- Problem to solve: Line by line, return the data exactly as shown.

- Materials provided:
- Opening Delimiter -

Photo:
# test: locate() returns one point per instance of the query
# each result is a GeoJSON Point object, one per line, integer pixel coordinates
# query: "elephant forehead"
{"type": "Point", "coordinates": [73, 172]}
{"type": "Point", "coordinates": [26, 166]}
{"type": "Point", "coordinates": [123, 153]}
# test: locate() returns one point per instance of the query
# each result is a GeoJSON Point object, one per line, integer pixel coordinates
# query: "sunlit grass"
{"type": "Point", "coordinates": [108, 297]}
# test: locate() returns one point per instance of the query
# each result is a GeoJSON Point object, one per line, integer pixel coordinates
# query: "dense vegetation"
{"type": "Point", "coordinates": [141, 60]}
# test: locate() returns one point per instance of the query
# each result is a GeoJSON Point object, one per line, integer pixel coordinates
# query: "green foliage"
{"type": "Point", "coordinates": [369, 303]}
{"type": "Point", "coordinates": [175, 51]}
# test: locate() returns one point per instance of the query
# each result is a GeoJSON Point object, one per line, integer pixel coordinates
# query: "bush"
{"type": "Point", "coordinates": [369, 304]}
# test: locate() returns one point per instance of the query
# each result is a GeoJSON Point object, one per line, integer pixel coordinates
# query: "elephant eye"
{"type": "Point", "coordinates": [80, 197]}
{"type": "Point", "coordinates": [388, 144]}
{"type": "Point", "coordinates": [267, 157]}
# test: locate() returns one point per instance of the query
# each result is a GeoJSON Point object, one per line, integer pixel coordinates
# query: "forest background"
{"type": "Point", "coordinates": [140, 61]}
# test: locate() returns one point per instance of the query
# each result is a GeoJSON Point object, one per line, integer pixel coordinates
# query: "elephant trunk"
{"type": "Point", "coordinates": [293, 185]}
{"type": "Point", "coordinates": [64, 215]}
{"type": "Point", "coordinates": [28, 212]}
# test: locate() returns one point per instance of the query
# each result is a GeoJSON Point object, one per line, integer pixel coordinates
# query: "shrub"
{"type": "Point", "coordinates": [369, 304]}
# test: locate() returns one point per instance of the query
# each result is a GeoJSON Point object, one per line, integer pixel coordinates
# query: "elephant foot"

- Closing Delimiter -

- Written answer:
Photo:
# test: locate() returns one point per instance of the query
# each result is a GeoJSON Point object, one per line, integer pixel coordinates
# query: "elephant forehead"
{"type": "Point", "coordinates": [73, 172]}
{"type": "Point", "coordinates": [26, 166]}
{"type": "Point", "coordinates": [123, 153]}
# test: locate() returns one point per instance of the query
# each result is a GeoJSON Point object, one per line, integer pixel coordinates
# query: "sunlit grass"
{"type": "Point", "coordinates": [108, 297]}
# test: locate() returns one point per instance of the query
# each result is a GeoJSON Point object, one per line, integer pixel coordinates
# query: "dense vegetation"
{"type": "Point", "coordinates": [141, 60]}
# test: locate() returns one point per instance of the query
# each result is a GeoJSON Point object, one per line, integer pixel coordinates
# query: "green foliage"
{"type": "Point", "coordinates": [369, 303]}
{"type": "Point", "coordinates": [175, 51]}
# test: locate() returns one point per instance of the query
# each result is a GeoJSON Point object, one per line, integer pixel coordinates
# query: "bush"
{"type": "Point", "coordinates": [369, 304]}
# test: locate() returns one point per instance of the query
# each result is a GeoJSON Point object, one per line, integer pixel coordinates
# query: "elephant eye"
{"type": "Point", "coordinates": [80, 197]}
{"type": "Point", "coordinates": [388, 144]}
{"type": "Point", "coordinates": [267, 157]}
# test: locate() returns one point per instance of the query
# each result is a GeoJSON Point object, one per line, integer pixel coordinates
# query: "forest background"
{"type": "Point", "coordinates": [140, 61]}
# test: locate() returns one point per instance of the query
# each result is a GeoJSON Point object, one per line, integer pixel coordinates
# query: "elephant trunk"
{"type": "Point", "coordinates": [293, 185]}
{"type": "Point", "coordinates": [64, 215]}
{"type": "Point", "coordinates": [28, 212]}
# test: locate() returns one point per instance of the query
# each result is a GeoJSON Point object, one per line, integer pixel coordinates
# query: "shrub"
{"type": "Point", "coordinates": [369, 304]}
# test: locate() returns one point per instance of the query
# each result is a GeoJSON Point object, one per line, integer pixel coordinates
# query: "elephant foot"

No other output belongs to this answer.